Monica Vernon and Martin O’Malley Visit Grinnell

Martin O’Malley previously visited Grinnell in January 2016. Photo by John Brady.

Over 100 people filled JRC 101 on the evening of Sunday, Aug. 28 to hear from Monica Vernon, Democratic nominee for Congress in Iowa’s First Congressional District, and former Gov. Martin O’Malley.

“We’re really excited to have them here to promote Democrats up and down the ballot,” said Austin Wadle ’18, co-chair of Grinnell’s Campus Democrats, in their opening statement. “Grinnell is a part of a very important swing district that will help us take back the House of Representatives.”

A recent poll commissioned by her opponent, incumbent Rep. Rod Blum (R) shows Vernon down by 7 percent. If elected, Vernon would become the first woman to represent Iowa in the House of Representatives.

O’Malley has been in the area campaigning for former Secretary of State Hillary Clinton, but also wanted to lend his efforts to Vernon’s campaign while in Iowa. Introducing Vernon, O’Malley praised her courage and determination as a leader throughout her political career.

“She had the guts to step up in an uphill fight and run as Lieutenant Governor for Iowa with Jack Hatch,” O’Malley said. Commenting on Vernon’s time as Mayor Pro Tempore of Cedar Rapids during the flood of 2008, O’Malley continued, “She had to pick people up of the mat, shake your neighbors, remind them that they’re still a strong people and they’ll come through this and come through this together.”

Before turning the mic over to Vernon, O’Malley stressed the importance of becoming involved in this year’s election cycle, both on the local and national level.

“If you’ve never been involved in a campaign before, get involved in the next 72 days … by getting involved in Monica’s campaign you can not only make history here in Iowa, you can make history for our country, and you can make our country a better place for yourself, and your kids and your grandkids.”

### Directions
• A. In the article about Monica Vernon and Martin O'Malley visiting Grinnell, how many people filled JRC 101 on the evening of their event?
• B. Extend the article about Monica Vernon and Martin O'Malley visiting Grinnell, picking up after O'Malley's quoted appeal to get involved in the campaign.

### Supplied information
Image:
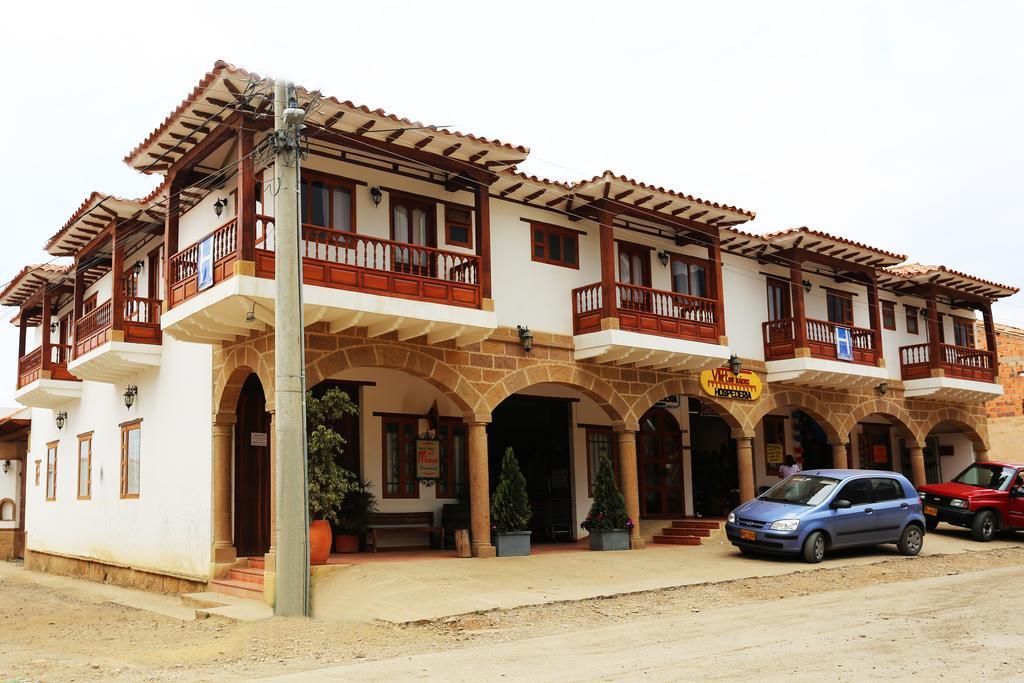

### Responses for each task
• A. Over 100 people.

• B.
Throughout the next 30 minutes, Vernon discussed her upbringing and her involvement in public service. Vernon attended the University of Iowa before going on to start a small market research business while raising three daughters. She cited her experience as a market researcher, in which she identified the current conditions and needs of individuals and families, as something that qualifies her for Congress. It was during her work as a researcher that Vernon stumbled upon the quiet but significant issue of homelessness in Iowa, particularly among women and children.

“Experts were saying that ‘we don’t have a homeless problem,’ because they expected them to be laying out on the streets,” Vernon said. “What is happening was that they lost their homes … when [a] family would split up, they ended up — many times it was the woman — whoever was left ended up way in debt. They ended up moving in with family and friends. And you’re just one squabble away from ending up in your car.”

Recognizing the large-scale community issue at hand, Vernon gathered people and worked to fund and found the Madge Phillips Center, a homeless shelter for women and children. However, Vernon quickly realized one shelter would not be able to solve the state-wide problem.

Martin O'Malley previously visited Grinnell in January 2016. Photo by John Brady.
Martin O’Malley previously visited Grinnell in January 2016. Photo by John Brady.

“When women and children go in to homeless shelters, they can only stay 90, 120 days … that’s just three or four months … so I started looking into affordable housing in Iowa and started working on that,” Vernon said. “I also realized that these women were under-trained and underemployed, so we worked together with the community college and organized labor. One thing led to another and I was working with about half the board and commissions in our community, and I decided that the real action was at our city council.”

Vernon went on to serve eight years on the Cedar Rapids City Council, where she chaired both the Council’s Community/Economic Development Committee and the Metropolitan Planning Organization. She offered particular advice for the diverse crowd of college students and adult community members.

“I … encourage all of you to run early for something and get involved. But if you don’t do it by a certain point, don’t give up.”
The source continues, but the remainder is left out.